● **EXERCISE PROMPT**:
The response should be a precise copy of every entry.

(Entries taken from a collection)
"""

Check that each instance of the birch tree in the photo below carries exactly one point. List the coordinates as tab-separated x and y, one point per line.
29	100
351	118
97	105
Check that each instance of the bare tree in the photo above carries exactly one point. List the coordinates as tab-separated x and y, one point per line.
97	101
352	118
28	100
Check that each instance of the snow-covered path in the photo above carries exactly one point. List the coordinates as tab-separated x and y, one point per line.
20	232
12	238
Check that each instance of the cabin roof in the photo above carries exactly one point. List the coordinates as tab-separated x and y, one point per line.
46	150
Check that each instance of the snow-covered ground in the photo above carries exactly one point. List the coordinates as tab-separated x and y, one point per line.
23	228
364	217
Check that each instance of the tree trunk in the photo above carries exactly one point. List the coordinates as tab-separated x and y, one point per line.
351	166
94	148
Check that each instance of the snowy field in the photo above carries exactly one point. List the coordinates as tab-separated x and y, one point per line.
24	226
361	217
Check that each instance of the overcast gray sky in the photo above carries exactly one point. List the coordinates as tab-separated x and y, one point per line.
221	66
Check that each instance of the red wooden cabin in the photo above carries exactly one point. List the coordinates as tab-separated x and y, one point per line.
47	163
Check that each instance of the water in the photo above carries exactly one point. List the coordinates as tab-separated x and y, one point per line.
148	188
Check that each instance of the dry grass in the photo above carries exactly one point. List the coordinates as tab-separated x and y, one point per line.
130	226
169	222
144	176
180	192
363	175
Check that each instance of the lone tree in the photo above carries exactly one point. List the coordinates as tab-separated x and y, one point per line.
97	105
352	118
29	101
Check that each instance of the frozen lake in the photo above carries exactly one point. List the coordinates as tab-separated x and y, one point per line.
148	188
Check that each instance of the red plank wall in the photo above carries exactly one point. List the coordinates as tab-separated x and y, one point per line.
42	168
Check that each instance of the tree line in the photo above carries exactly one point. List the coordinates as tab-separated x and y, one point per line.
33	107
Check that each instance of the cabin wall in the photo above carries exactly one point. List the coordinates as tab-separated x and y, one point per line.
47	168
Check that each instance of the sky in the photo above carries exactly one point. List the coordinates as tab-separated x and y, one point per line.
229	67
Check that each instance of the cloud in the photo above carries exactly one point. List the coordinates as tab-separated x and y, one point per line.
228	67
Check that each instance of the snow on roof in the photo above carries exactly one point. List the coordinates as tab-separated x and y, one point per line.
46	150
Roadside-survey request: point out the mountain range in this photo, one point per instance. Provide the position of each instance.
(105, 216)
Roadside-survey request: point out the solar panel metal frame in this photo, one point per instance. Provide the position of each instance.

"""

● **SOLUTION TO THE PROBLEM**:
Check that each instance of the birch tree in the photo below carries exactly one point. List the coordinates as tab-separated x and y, one point per line.
29	100
351	118
97	105
Check that each instance of the bare tree in the photo above carries exactly one point. List the coordinates as tab-separated x and y, one point per line.
97	101
352	118
28	100
Check that each instance of the snow-covered path in the photo above carries exactly one point. List the coordinates as tab-separated x and y, one point per line.
20	232
12	238
Check that each instance of the cabin roof in the photo above carries exactly one point. List the coordinates as tab-separated x and y, one point per line.
46	150
Check that each instance of the snow-covered ground in the photo above carries exactly one point. List the coordinates as tab-separated x and y, one point per line.
23	228
364	217
Check that each instance of the tree trunk in the photo above carries exactly one point. List the coordinates as tab-separated x and y, one point per line.
351	166
94	148
Check that each instance of the snowy field in the photo above carries exactly one point. List the coordinates as tab-separated x and y, one point per line.
24	226
361	217
Check that each instance of the overcast gray sky in the photo above carries exactly one point. List the coordinates as tab-separated x and y, one point per line.
221	66
Check that each instance of the red wooden cabin in the photo above carries exactly one point. List the coordinates as tab-separated x and y, one point per line.
47	163
Check that each instance of the water in the photo above carries exactly one point. List the coordinates as tab-separated x and y, one point per line.
148	188
Check that each instance of the dry grass in the photo above carries exactly one point. List the coordinates as tab-separated x and y, one point per line.
130	226
169	222
144	176
180	192
363	175
Check that each instance of the lone tree in the photo above carries exactly one point. List the coordinates as tab-separated x and y, one point per line.
97	105
352	118
29	101
Check that each instance of the frozen lake in the photo above carries exactly one point. List the coordinates as tab-separated x and y, one point per line.
148	188
Check that each instance of the red plank wall in the photo above carries exactly one point. List the coordinates as tab-separated x and y, one point per line.
42	168
Check that each instance of the tree line in the photo above carries exactly one point. List the coordinates as tab-separated x and y, one point per line.
33	107
Check that each instance of the cabin wall in the photo above carries exactly one point. List the coordinates as tab-separated x and y, one point per line.
47	168
Check that each instance of the sky in the photo above carries exactly one point. List the coordinates as tab-separated x and y, one point per line.
229	67
Check that each instance of the cloud in the photo above carries exactly one point. List the coordinates as tab-separated x and y, one point per line.
228	67
Check that each instance of the snow on roof in the photo above carries exactly one point. List the coordinates as tab-separated x and y, one point per line.
46	150
Roadside-survey request: point out the mountain range in this photo, one point per instance. Provide the position of each instance.
(105, 216)
Roadside-survey request: point out the solar panel metal frame in this photo, one point per instance. Provide the position of each instance.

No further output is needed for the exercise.